> [Instrucción de trabajo A]:
Según el fragmento sobre la impermanencia del yo, ¿en qué obra de Platón aparece el pasaje más extenso y concreto sobre el tema?
> [Instrucción de trabajo B]:
Retoma el fragmento sobre la impermanencia del yo y prosíguelo a partir de su última oración.

> [Fragmento proporcionado]:

______________________________

Como decía Platón en “Cratilo”: “¿Cómo, pues, atribuir el ser a lo que no está nunca en el mismo estado?” Y en otro lugar, en “Teeteto”: “Todo lo que nosotros decimos que es, es un resultado de la traslación de la mezcla y del movimiento mutuos; de ahí que nuestra afirmación sea falsa, porque nada es jamás, sino que siempre está en devenir”. El pasaje más extenso y concreto se encuentra en “El Banquete” en donde Platón dice: “La naturaleza mortal busca en lo posible existir siempre y ser inmortal. Y solamente puede conseguirlo con la procreación, porque siempre deja un ser nuevo en el lugar del viejo. Pues ni siquiera durante este período en que se dice que vive cada uno de los vivientes y es idéntico a sí mismo, reúne siempre las mismas cualidades; así, por ejemplo, un individuo desde su niñez hasta que llegue a viejo se dice que es la misma persona, pero a pesar de que se dice que es la misma persona, ese individuo jamás reúne las mismas cosas en sí mismo, sino que constantemente se está renovando en un aspecto y destruyendo en otro, en su cabello, en su carne, en sus huesos, en su sangre y en la totalidad de su cuerpo. Y no sólo en el cuerpo, sino también en el alma, cuyos hábitos, costumbres, opiniones, deseos, placeres, penas, temores, todas y cada una de estas cosas, jamás son las mismas en cada uno de los individuos, sino que unas nacen y las otras perecen. Pero todavía mucho más extraño es el hecho de que los conocimientos no solo nacen unos y perecen otros en nosotros, de suerte que no somos idénticos a nosotros ni siquiera en conocimientos, sino que también les sucede a cada uno de ellos lo mismo”.
Si nada es permanente, entonces la conclusión lógica a la que podemos llegar es que el yo es una ilusión, tal y como lo postuló la filosofía hindú hace miles de años; en palabras más modernas: una construcción del cerebro que no tiene ninguna realidad fuera de él. El filósofo inglés David Hume, en su “Tratado de la naturaleza humana”, llega a una conclusión similar. Citémoslo literalmente: “En lo que a mí respecta, siempre que penetro más íntimamente en lo que llamo mí mismo tropiezo en todo momento con una u otra percepción particular, sea de calor o frío, de luz o sombra, de amor u odio, de dolor o placer. Nunca puedo atraparme a mí mismo en ningún caso sin una percepción y nunca puedo observar otra cosa que la percepción. Cuando mis percepciones son suprimidas durante algún tiempo: en un sueño profundo, por ejemplo, durante todo ese tiempo no me doy cuenta de mí mismo, y puede decirse que verdaderamente no existo. Y si todas las percepciones fueran suprimidas por la mente y ya no pudiera pensar, sentir, ver, amar u odiar tras la descomposición de mi cuerpo, mi yo resultaría completamente aniquilado, de modo que no puedo concebir qué más haga falta para convertirme en una perfecta nada”.
Por tanto, para Hume el yo no es otra cosa que la suma de las percepciones y sin éstas, el yo no existiría.

______________________________

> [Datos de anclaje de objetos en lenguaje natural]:
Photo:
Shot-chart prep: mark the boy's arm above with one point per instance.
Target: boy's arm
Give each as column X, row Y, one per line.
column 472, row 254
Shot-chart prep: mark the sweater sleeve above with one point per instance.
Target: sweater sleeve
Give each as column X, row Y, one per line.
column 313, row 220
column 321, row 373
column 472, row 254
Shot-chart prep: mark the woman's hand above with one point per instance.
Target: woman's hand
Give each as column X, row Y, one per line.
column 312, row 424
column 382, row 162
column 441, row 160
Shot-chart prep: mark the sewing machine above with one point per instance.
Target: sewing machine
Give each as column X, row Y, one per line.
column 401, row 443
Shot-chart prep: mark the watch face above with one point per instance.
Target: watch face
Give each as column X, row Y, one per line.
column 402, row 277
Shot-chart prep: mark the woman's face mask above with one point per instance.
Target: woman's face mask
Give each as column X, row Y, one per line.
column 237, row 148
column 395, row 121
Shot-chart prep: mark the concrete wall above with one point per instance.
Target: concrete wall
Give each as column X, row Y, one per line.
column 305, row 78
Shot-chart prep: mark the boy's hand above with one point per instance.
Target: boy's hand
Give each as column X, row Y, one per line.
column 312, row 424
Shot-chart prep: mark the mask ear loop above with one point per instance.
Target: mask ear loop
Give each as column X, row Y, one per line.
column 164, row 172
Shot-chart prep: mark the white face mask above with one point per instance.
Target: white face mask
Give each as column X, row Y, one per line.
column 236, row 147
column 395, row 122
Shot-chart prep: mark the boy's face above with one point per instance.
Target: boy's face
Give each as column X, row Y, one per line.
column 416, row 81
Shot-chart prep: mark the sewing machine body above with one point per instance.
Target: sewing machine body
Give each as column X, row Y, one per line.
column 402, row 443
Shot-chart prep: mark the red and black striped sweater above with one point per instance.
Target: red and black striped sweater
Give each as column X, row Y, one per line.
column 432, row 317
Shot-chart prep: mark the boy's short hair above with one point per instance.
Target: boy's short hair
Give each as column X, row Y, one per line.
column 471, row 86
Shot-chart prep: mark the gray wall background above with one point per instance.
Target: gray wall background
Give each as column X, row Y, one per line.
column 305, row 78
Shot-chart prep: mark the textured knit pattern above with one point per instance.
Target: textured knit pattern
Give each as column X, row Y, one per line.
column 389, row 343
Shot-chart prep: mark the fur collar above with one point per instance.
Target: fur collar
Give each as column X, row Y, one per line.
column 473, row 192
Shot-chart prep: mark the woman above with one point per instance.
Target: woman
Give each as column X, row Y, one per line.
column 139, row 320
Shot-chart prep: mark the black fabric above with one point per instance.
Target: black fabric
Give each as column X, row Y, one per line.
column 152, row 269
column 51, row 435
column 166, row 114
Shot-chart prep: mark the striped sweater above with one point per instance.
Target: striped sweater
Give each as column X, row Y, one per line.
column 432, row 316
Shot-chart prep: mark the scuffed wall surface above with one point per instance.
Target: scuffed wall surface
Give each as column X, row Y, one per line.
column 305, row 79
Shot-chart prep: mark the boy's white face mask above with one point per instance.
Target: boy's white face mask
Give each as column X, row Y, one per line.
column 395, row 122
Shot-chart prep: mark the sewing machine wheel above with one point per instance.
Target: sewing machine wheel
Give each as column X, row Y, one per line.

______________________________

> [Área de respuesta A]:
En "El Banquete".

> [Área de respuesta B]:
Hay varios argumentos que parecen confirmar que el yo es una construcción cerebral y de ellos voy a ocuparme a continuación. El primero es que el yo tiene un desarrollo ontogenético y aparece sólo tras algunos años de vida. El segundo es que parece ser una construcción cultural, es decir, que la experiencia de nuestra propia persona depende del entorno cultural en el que esta persona se desarrolla. Y el tercero es que este yo no es indivisible, sino que puede aparecer dividido en dos, en el caso de los enfermos con cerebro partido o escindido, o en múltiples yos en la enfermedad conocida como trastorno de personalidades múltiples.
1.- Desarrollo ontogenético del yo
Es sabido que el psicólogo suizo Jean Piaget dedicó su vida al análisis del desarrollo de la mente infantil. Pues bien, para Piaget, el niño actúa al principio impulsado por reflejos básicos subcorticales del tipo estímulo-respuesta. A medida que va desarrollando su corteza cerebral, se desarrollan también la capacidad de la representación de los objetos para darle un mayor contenido y complejidad a la respuesta. La consciencia surgiría como parte de este crecimiento, al comienzo con el aumento de la memoria semántica y luego con la memoria episódica. Por tanto, la consciencia del yo surgiría en el niño de forma gradual.
Para Piaget en la primera infancia el niño es egocéntrico, es decir, que no entiende las opiniones y pensamientos de otras personas como diferentes de los suyos, pero esta opinión fue contestada en los años 70 cuando se descubrió que lo que se llama “teoría de la mente”, es decir, la capacidad del niño de entender lo que los demás piensan o sienten, ya se desarrolla en edad comprendida entre los dos años y medio y los cuatro años. Esta sería, pues, la edad en la que el niño adquiere una imagen de sí mismo, es decir, la supuesta consciencia del yo.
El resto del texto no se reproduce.